## start Text

On 11/19/2010 04:01 PM, Joost 't Hart wrote:
> On 11/19/2010 03:03 AM, Joost 't Hart wrote:
>
> Hi. Still Scid time.
>
>> On 11/18/2010 07:38 PM, Matthew Twomey wrote:
>>> I grabbed this from SVN and compiled it. I tried annotating with with
>>> both Stockfish an Crafty.
>>>
>>> Stockfish UCI
>>> -------------
>>> Annotation appears to function as designed when "Annotate all moves" is
>>> enabled.
>>>
>>> Crafty 23.1
>>> -----------
>>> About every other time I start a Crafty analysis, the annotation text
>>> doesn't show the score, instead it just shows an Mx value (e.g. M1,
>>> M6, ...etc). However it does this in non-mating positions. For example,
>>> it indicates all moved it's suggesting are "M1" moves. Here is an
>>> example:
>>>
>>> 1.e4=
>>>     Crafty v23.1:14:M1
>>>
>>>     (14:M1 1.Nf3 Nc6 2.Nc3 Nf6 3.e4 e5 4.Bb5 Bb4)
>>>
>>> So this is obviously not a mate situation. Once it starts doing this, if
>>> I exit SCID and restart it, the issue is usually resolved, but sometimes
>>> I have to exit and restart a couple of times.
> <zip>
>> A detail: Are you sure that the score in the variation goes in front of
>> the move 1.Nf3? This would be something I cannot explain. I would
>> expect 1.Nf3<score>   Nc6 etc...

## end Text
## start Data supplied

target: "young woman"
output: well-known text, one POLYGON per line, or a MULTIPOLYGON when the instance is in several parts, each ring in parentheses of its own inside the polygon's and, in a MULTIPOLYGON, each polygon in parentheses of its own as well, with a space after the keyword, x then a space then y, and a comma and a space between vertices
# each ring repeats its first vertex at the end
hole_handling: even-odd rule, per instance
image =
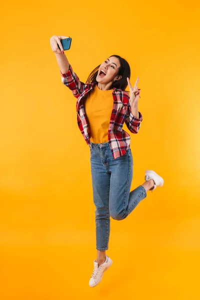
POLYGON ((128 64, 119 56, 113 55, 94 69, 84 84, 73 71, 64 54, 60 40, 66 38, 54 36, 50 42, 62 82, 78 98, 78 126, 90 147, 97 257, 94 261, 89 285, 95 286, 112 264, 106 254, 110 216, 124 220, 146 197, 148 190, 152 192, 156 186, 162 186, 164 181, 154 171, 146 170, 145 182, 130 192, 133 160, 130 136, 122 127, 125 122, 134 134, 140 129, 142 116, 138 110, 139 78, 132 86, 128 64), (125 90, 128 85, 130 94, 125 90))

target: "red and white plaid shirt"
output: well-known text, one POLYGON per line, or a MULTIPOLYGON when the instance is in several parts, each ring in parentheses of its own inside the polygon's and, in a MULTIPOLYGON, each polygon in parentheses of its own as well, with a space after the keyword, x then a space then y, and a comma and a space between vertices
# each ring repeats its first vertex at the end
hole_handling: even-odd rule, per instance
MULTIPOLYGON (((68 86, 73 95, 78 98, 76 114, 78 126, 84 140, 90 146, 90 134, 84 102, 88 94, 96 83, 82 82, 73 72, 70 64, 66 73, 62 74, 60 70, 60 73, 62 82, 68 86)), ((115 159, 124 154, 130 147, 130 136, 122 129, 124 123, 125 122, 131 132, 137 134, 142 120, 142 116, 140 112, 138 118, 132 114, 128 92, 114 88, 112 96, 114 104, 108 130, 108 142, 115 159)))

## end Data supplied
## start Data supplied

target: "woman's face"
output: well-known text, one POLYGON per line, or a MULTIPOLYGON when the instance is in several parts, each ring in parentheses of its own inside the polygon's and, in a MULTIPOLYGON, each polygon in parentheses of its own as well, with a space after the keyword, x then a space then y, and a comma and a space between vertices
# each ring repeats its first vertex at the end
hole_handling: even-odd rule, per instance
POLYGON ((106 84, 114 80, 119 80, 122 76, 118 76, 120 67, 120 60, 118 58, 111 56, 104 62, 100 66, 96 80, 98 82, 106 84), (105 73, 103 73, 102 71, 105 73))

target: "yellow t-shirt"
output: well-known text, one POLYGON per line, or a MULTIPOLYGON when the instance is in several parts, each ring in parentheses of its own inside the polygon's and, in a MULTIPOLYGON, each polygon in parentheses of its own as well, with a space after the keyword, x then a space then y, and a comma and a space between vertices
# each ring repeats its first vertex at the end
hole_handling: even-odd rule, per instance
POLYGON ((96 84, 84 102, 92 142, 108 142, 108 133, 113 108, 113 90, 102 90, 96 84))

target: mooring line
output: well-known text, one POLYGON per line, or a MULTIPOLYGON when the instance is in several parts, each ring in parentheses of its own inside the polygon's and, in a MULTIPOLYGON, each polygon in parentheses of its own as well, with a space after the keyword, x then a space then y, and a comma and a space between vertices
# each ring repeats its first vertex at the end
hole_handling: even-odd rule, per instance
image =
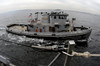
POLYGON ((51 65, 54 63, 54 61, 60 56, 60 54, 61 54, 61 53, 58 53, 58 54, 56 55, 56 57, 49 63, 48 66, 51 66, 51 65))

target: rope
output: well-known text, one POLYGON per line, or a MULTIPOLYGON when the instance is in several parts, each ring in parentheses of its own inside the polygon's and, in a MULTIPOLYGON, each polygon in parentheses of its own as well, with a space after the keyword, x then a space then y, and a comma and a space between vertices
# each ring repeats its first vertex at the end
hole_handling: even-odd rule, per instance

## end Data supplied

• **Work to complete**
Copy the whole Scid annotation email above, word for word.

• **Written answer**
On 11/19/2010 04:01 PM, Joost 't Hart wrote:
> On 11/19/2010 03:03 AM, Joost 't Hart wrote:
>
> Hi. Still Scid time.
>
>> On 11/18/2010 07:38 PM, Matthew Twomey wrote:
>>> I grabbed this from SVN and compiled it. I tried annotating with with
>>> both Stockfish an Crafty.
>>>
>>> Stockfish UCI
>>> -------------
>>> Annotation appears to function as designed when "Annotate all moves" is
>>> enabled.
>>>
>>> Crafty 23.1
>>> -----------
>>> About every other time I start a Crafty analysis, the annotation text
>>> doesn't show the score, instead it just shows an Mx value (e.g. M1,
>>> M6, ...etc). However it does this in non-mating positions. For example,
>>> it indicates all moved it's suggesting are "M1" moves. Here is an
>>> example:
>>>
>>> 1.e4=
>>>     Crafty v23.1:14:M1
>>>
>>>     (14:M1 1.Nf3 Nc6 2.Nc3 Nf6 3.e4 e5 4.Bb5 Bb4)
>>>
>>> So this is obviously not a mate situation. Once it starts doing this, if
>>> I exit SCID and restart it, the issue is usually resolved, but sometimes
>>> I have to exit and restart a couple of times.
> <zip>
>> A detail: Are you sure that the score in the variation goes in front of
>> the move 1.Nf3? This would be something I cannot explain. I would
>> expect 1.Nf3<score>   Nc6 etc...